GIVEN PROBLEM
Look at the entries below and reproduce them exactly.

>> Start RECORDED DATA

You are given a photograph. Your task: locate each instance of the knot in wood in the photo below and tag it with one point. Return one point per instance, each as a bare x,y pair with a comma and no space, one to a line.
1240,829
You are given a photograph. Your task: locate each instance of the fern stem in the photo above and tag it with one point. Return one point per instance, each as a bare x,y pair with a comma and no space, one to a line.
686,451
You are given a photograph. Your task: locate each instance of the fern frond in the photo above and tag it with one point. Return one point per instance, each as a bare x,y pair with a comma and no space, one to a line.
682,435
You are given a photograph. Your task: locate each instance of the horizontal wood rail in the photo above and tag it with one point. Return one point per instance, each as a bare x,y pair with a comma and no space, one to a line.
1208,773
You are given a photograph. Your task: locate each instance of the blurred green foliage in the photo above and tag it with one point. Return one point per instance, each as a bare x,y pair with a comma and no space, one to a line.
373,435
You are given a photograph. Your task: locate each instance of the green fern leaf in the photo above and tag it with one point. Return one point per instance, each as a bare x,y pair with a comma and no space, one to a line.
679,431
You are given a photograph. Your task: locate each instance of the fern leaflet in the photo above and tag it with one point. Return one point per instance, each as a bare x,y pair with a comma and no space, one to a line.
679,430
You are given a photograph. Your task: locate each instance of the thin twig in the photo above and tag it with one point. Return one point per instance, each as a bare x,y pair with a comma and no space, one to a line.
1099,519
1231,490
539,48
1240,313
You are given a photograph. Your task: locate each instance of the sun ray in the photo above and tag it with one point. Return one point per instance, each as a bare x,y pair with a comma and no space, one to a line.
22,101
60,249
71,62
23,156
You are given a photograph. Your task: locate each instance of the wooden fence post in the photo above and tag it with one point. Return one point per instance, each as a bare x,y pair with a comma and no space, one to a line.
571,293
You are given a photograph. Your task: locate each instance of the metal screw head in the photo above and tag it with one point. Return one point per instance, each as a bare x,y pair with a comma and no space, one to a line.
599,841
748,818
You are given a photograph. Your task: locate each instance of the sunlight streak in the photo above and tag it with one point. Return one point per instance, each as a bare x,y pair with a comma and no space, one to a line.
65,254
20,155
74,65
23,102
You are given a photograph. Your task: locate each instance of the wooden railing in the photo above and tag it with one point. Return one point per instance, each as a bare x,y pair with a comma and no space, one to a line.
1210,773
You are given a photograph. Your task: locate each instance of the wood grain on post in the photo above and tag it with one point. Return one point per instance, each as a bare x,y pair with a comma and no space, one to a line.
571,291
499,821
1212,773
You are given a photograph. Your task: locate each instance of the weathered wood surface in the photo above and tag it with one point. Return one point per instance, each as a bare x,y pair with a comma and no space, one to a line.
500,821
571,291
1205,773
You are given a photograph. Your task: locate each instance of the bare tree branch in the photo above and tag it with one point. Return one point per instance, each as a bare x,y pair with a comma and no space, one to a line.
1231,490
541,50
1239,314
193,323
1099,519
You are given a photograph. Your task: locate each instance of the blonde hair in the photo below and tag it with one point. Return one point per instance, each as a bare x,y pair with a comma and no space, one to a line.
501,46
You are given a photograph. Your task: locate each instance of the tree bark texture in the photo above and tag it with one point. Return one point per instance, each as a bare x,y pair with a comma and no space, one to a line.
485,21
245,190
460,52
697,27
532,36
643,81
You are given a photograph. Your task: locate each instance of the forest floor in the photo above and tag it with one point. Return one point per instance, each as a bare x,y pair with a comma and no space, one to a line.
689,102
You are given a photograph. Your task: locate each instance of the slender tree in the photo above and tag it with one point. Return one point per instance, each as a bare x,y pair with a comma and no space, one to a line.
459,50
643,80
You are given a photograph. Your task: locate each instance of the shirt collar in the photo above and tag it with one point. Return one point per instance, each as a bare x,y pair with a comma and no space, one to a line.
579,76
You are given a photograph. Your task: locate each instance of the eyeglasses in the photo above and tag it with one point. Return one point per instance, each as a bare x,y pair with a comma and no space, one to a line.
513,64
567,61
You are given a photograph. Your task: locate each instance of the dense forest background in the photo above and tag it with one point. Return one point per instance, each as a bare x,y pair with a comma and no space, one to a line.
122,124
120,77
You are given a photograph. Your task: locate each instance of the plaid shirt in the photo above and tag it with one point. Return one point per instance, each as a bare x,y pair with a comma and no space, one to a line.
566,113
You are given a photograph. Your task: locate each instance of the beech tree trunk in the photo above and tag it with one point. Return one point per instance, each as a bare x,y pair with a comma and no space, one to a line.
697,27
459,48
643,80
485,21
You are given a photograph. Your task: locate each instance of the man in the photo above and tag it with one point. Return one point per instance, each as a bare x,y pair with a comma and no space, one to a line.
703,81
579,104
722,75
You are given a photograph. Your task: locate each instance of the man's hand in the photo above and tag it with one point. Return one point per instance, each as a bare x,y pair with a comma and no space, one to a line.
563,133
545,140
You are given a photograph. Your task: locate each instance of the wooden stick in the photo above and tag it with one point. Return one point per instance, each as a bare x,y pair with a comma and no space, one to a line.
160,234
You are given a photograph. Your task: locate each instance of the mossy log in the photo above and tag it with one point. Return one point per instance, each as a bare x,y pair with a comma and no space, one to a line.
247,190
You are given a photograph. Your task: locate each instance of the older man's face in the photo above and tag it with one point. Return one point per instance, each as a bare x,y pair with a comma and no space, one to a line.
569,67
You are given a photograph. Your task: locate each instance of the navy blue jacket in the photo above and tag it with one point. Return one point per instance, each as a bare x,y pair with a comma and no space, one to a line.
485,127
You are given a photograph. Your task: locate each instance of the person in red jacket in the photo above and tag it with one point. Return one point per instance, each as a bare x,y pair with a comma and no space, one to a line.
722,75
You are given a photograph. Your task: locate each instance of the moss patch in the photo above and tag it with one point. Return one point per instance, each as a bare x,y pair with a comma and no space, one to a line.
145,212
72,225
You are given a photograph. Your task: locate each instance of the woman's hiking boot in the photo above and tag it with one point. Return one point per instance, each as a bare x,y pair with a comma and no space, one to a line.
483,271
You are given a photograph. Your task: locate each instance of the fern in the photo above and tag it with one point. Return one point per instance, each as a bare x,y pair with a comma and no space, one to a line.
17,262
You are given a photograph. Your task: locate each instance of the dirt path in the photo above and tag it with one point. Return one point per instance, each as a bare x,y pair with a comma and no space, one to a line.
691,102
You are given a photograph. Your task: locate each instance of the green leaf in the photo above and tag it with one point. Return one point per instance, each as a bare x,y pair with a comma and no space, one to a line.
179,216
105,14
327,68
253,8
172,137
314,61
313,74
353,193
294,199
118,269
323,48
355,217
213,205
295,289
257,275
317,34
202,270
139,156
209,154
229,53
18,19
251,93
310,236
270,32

>> End RECORDED DATA

OUTPUT FOR THIS TASK
You are given a photograph. Your task: locate each instance of the knot in wood in the photo below and tag it with one point. Return one point per instance, each as a bare x,y pair with a comma and no space, one to a line.
1240,829
You are given a photograph. Your task: locate each instance of the fern stem in the photo above and tag it with one point. Return one point per instance, each as a bare x,y pair with a comma and no space, one to a line.
686,451
You are given a photograph. Your task: locate each instance of the fern frond in the photo above and tag it with one point. Return one point per instance, each as a bare x,y pair with a comma and no space, one to a line.
682,435
You are given a photograph. Your task: locate each instance of the horizontal wood rail in the photo above and tag it with one point. Return one point per instance, each as a bare x,y pair with a comma and no space, one to a line.
1208,773
You are given a photograph. Your task: locate each instance of the blurred green foliage in the photo above and tag it with one point. Return one point per instance, each as a bare x,y pair with a comma and no space, one to a line.
373,435
You are given a photograph. Your task: locate each instance of the green fern leaf in the photo above and tag it with one point. Return one point per instance, each as a bare x,y pair with a comma and no space, one to a line.
679,431
You are given a photograph. Your task: locate each instance of the fern leaflet in the photo above and tag it with one point. Return one point per instance, each as a bare x,y pair with a comma and no space, one to a line.
679,430
You are given a photograph. Your task: locate each instance of the thin twig in the photo above and tag it with one point. Return one point per instance, each as a bare x,y pair with a comma and no space, one to a line.
1099,519
1231,490
539,48
1240,313
You are given a photograph. Your task: locate each instance of the sun ray in the photo above and tag it with one point. Return one point per instance, each as a bare x,y pair with a comma and no space, one to a line.
22,101
60,249
71,62
23,156
You are given a photograph. Your task: locate each instance of the wooden fence post in the photo above and tag it with one point. Return one point per instance, each as a bare x,y pair with a comma and no space, one to a line.
571,293
You are given a photograph. Your task: locate each instance of the metal screw head in the photo above and tag it with one point. Return one point per instance, each as a bare x,y pair with a comma and no space, one to a line.
599,841
748,818
You are given a photograph. Your task: locate each instance of the sunlight streak in the photo above and tag it with one point. Return one point per instance, each as a bare x,y pair with a comma and no space, one to a line.
65,254
20,155
74,65
23,102
You are given a photograph. Your task: locate each instance of the wooden railing in the photo above and tag it with one point. Return one point per instance, each as a bare x,y pair with a comma and no space, one to a line.
1210,773
You are given a photograph. Your task: locate each instance of the wood grain on post in the photo above and tag it with one point. Return one point per instance, each as a bare x,y pair with a comma and no space, one to a line.
571,291
499,821
1212,773
You are given a photograph. Your task: locate each instance of the weathered wood surface in the photo above and tag it with one point. Return one point per instance, each as a bare x,y pair with a comma and no space, one to a line.
500,821
571,291
1205,773
You are given a photograph. Your task: locate each instance of the bare tree branch in the photo above and tag it with one point. Return one point per instance, each as a bare x,y pair with a comma and no space, one to a line.
1231,490
541,50
1239,314
193,323
1099,519
You are given a photograph. Your task: locate each instance of the blonde hair in the photo below and tag it with one point. Return one point per instance, each as a bare x,y pair with a comma and no space, one to a line.
501,46
You are given a photograph. Your task: locate each instance of the tree bark texture in the photo above and tag it with one point. Return one point per instance, each as a bare x,y pair with a comma and no space, one to a line.
485,21
245,190
460,52
697,27
532,36
643,81
You are given a photograph. Your task: locate each instance of the forest floor in the photo above and tag it with one point. Return one point per instance, each as a bare x,y pair with a comma and no space, one to a line.
689,102
You are given a photograph. Your task: locate each instance of the slender tree in the photo above and tag it with one point. Return one point per instance, each as a bare x,y pair with a comma and no space, one to a line.
459,50
643,80
You are given a photograph. Your task: locate each instance of the shirt collar in the photo above and tag it with one point. Return one point per instance, each as a bare x,y pair with a comma and no space, one to a line.
579,76
You are given a photograph. Your task: locate each instance of the eyeglasses in the photo above and tag it with one point. Return one point per instance, each as a bare x,y pair with a comma and no space, one to a line.
513,64
567,61
You are given a photograph. Your task: locate each instance of the dense forest background in the photo above and tag it with one point. Return one point per instance, each as a bare x,y pair with a comma and no space, one to a line.
122,124
120,77
You are given a photograph. Your task: locate each instance of the plaid shirt in the photo above and tag it with one point. Return one point per instance, each as a bare x,y pair with a comma and no space, one to a line.
566,113
You are given a photograph. Your task: locate each instance of the beech tree trunk in the photo above and tag it with one point. Return one point per instance, each as a bare x,y pair with a comma and no space, one to a line.
697,27
459,48
643,80
485,21
You are given a photograph. Your task: locate each instance of the man in the photo above and tag it with one point. Return one point per instance, each as a bare x,y pair with a comma and no space, one to a line.
703,81
579,104
722,75
You are given a photograph. Your task: locate each instance of the man's hand in the photo above and tag it with one point. Return one point per instance, each as a bare x,y pair with a comma and no space, one to a line.
563,133
545,140
You are given a photograph. Your task: locate each instance of the wooden stick in the photo above and tag it with one point. Return one point per instance, each as a bare x,y pair with a comma and no space, one to a line.
160,234
You are given a photograph. Your task: locate each instance of the mossy log in the photo above and tag it with one point. Return one point per instance, each as a bare x,y pair with a comma and no space, one to a line.
247,190
You are given a photograph. Your task: locate each instance of the older man's face in the photo above and tag it with one point. Return one point per instance, each as a bare x,y pair with a comma and no space, one to a line.
569,67
You are given a photograph. Your task: locate each instance of the navy blue jacket in the photo above and tag it with one point. Return one point per instance, each as a bare x,y pair with a comma and no space, one to a line.
485,127
You are given a photograph. Your task: locate each instance of the person in red jacket in the photo above and tag it with one point. Return one point per instance, each as a bare x,y pair with a comma and no space, one to a line.
722,75
You are given a photograph. Your task: locate each instance of the moss patch in the photo above and tag it with one point. Return one point per instance, each as a bare x,y pair with a comma and no space, one to a line.
145,212
72,225
You are given a photograph. Your task: locate each instance of the woman's hiking boot in the photo above and tag it with one point. Return one point per instance, each as a bare x,y pair with a comma and no space, one to a line.
483,271
You are given a photograph. Your task: locate each instance of the fern in the photo above and tag it with one point. Return one point per instance, each as a bare x,y pair with a comma and no space, one to a line.
17,262
You are given a photograph. Your task: locate each instance of the dirt path in the photo above and tag it with one point. Return one point per instance, each as a bare x,y pair with a comma and no space, one to a line.
691,102
You are given a photograph. Your task: locate each instance of the green leaf in the photo above and tag it with one point. Return one point per instance, each as a bare x,y pair with a comma and no space, one to a line.
179,216
105,14
327,68
253,8
172,137
314,61
313,74
353,193
294,199
118,269
323,48
355,217
213,205
295,289
257,275
317,34
202,270
139,156
209,154
229,53
18,19
251,93
310,236
270,32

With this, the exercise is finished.